• [Task]: Filter these entries down to lines holding "instance".

• [Exercise materials]:
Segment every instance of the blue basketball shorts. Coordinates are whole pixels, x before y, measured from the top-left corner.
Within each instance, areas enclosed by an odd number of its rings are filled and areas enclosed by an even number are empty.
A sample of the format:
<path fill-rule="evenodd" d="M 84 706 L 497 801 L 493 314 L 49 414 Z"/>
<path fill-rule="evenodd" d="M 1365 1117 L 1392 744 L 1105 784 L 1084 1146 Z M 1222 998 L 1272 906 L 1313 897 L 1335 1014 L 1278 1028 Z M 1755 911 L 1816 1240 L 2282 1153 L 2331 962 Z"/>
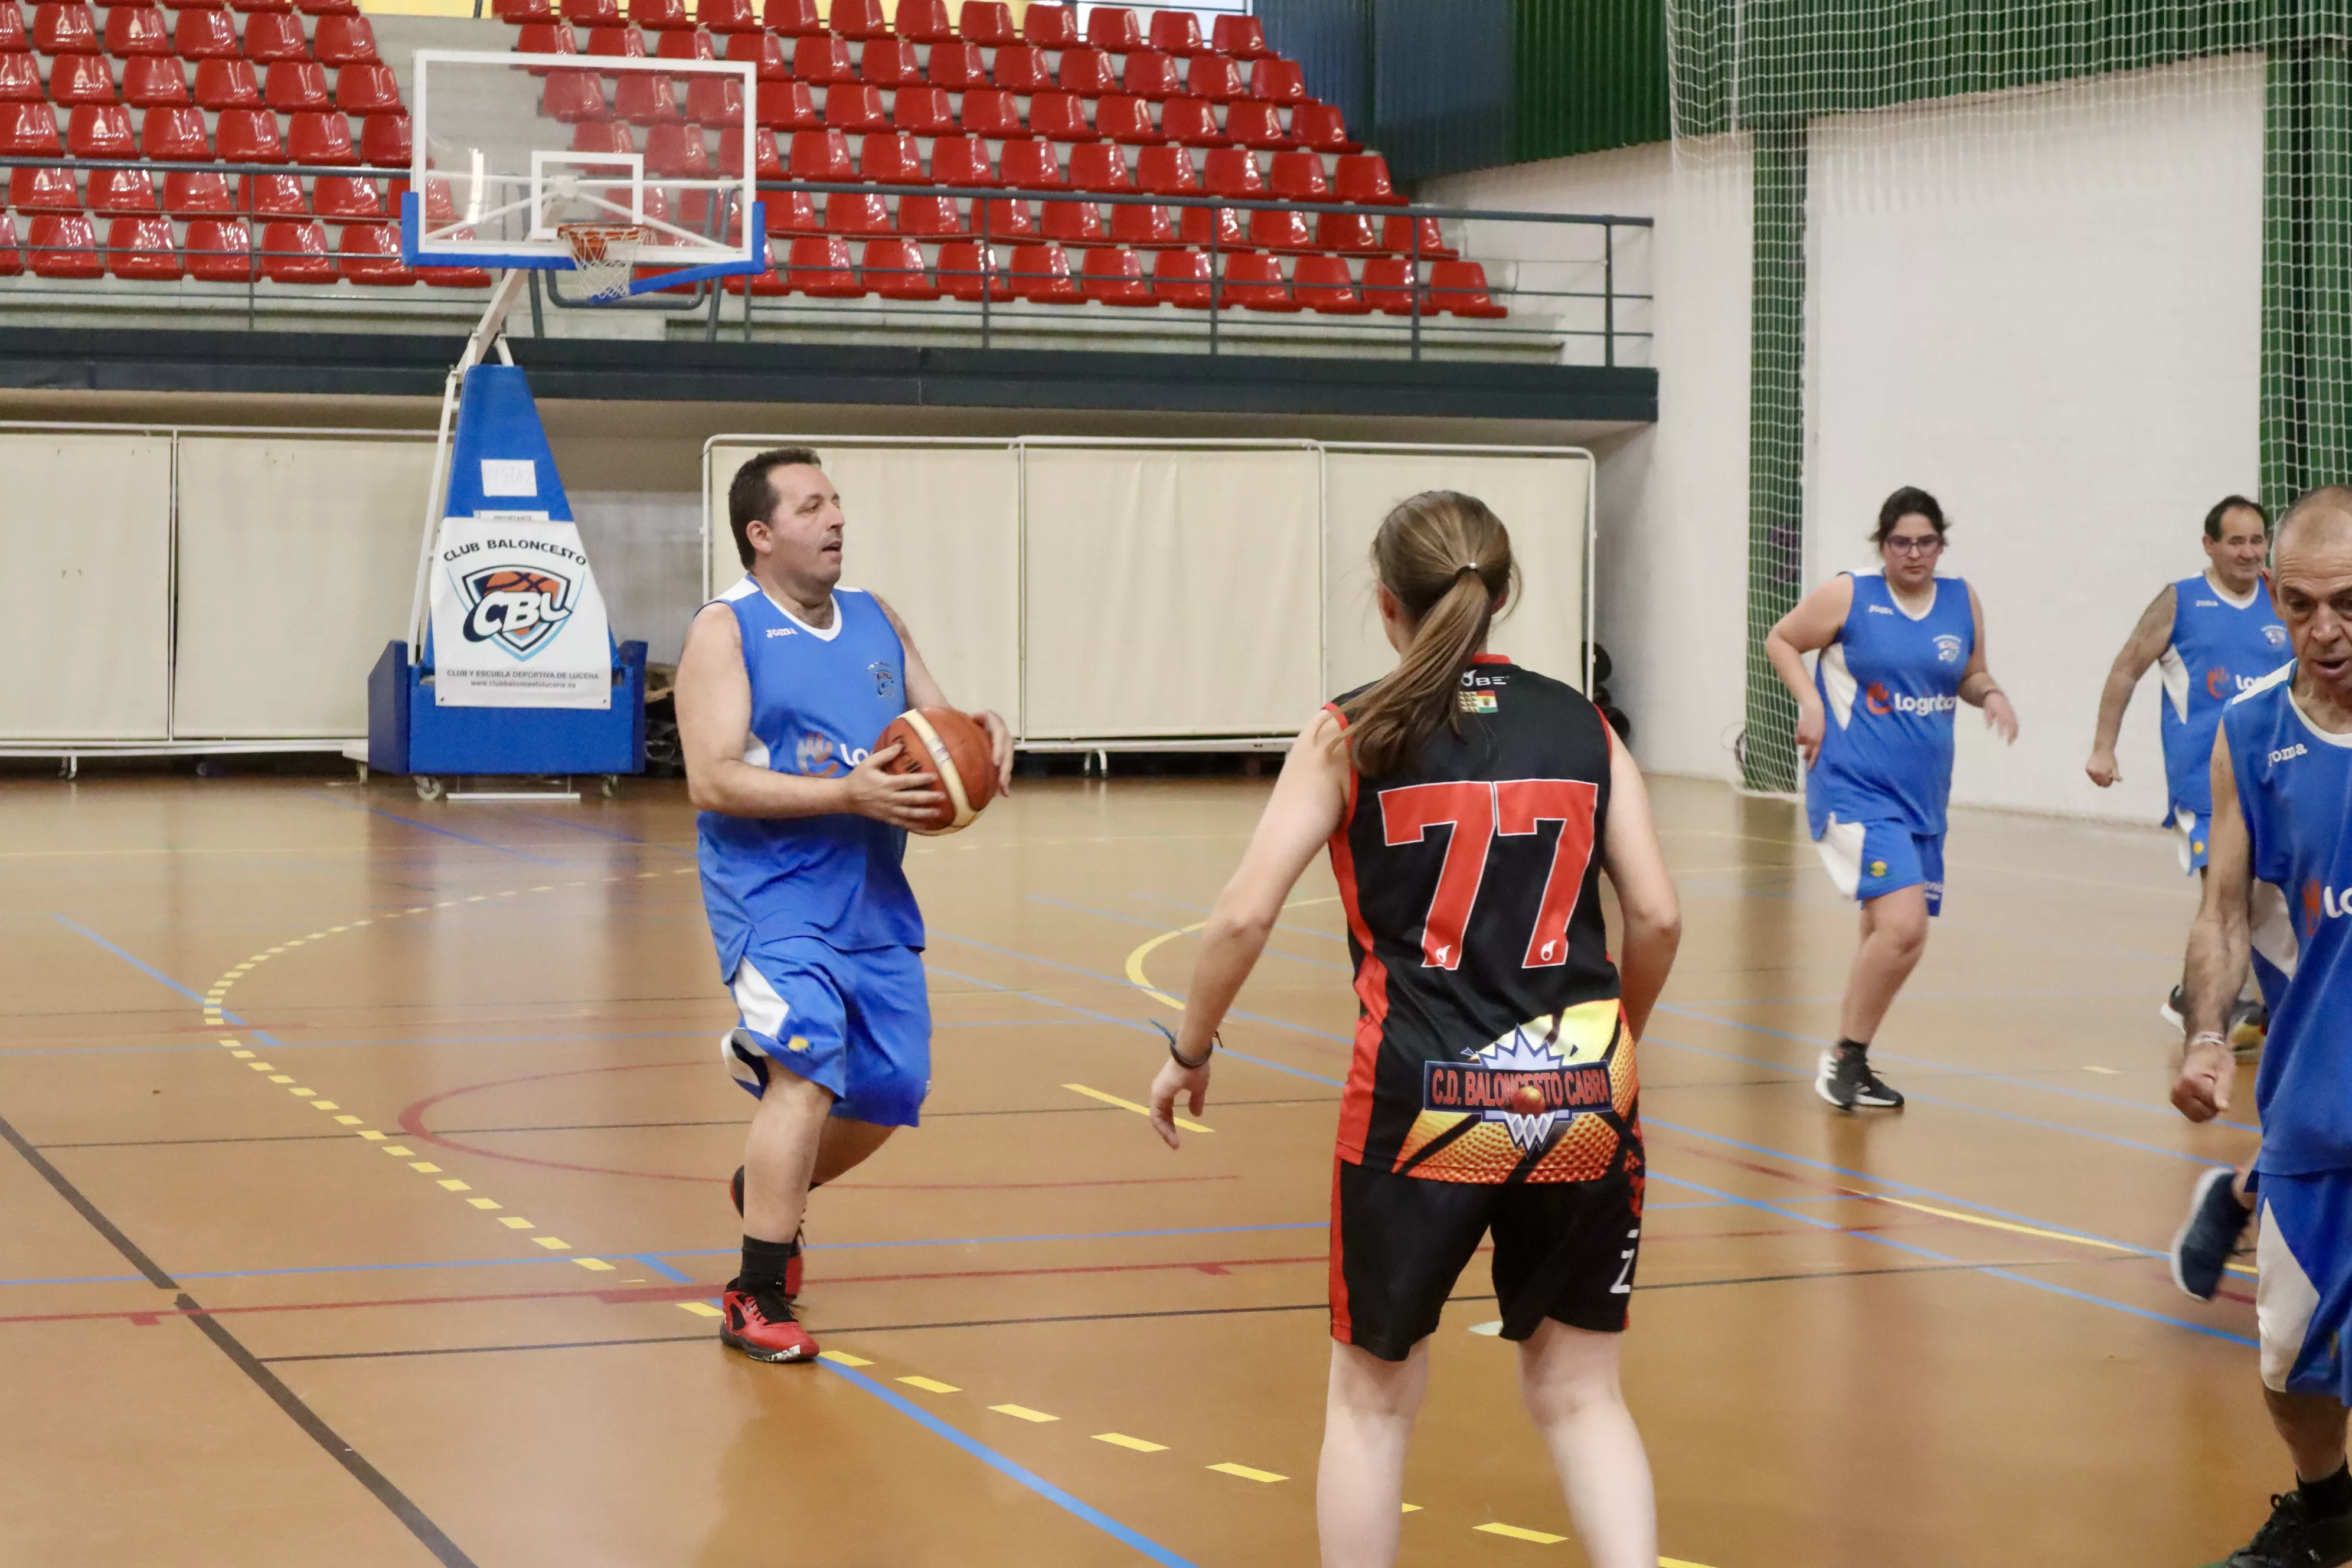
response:
<path fill-rule="evenodd" d="M 931 1001 L 911 947 L 844 952 L 814 937 L 762 942 L 730 983 L 741 1022 L 719 1059 L 754 1098 L 777 1068 L 833 1095 L 833 1114 L 912 1127 L 931 1087 Z"/>
<path fill-rule="evenodd" d="M 2352 1405 L 2352 1171 L 2264 1171 L 2254 1243 L 2263 1386 Z"/>
<path fill-rule="evenodd" d="M 1835 816 L 1813 840 L 1830 880 L 1849 899 L 1868 903 L 1905 888 L 1924 888 L 1927 912 L 1944 908 L 1944 836 L 1914 833 L 1899 822 L 1841 822 Z"/>
<path fill-rule="evenodd" d="M 2180 874 L 2193 877 L 2205 869 L 2206 847 L 2212 842 L 2212 814 L 2193 811 L 2176 802 L 2172 807 L 2172 827 L 2180 835 Z"/>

• [Task response]:
Segment every instance of the blue basketball shorts. Coordinates are whole pixels, x before y, measured from the top-left corner.
Within each instance, areas enclosed by an odd number of its rings are filled and areas enclosed by an even number are empty.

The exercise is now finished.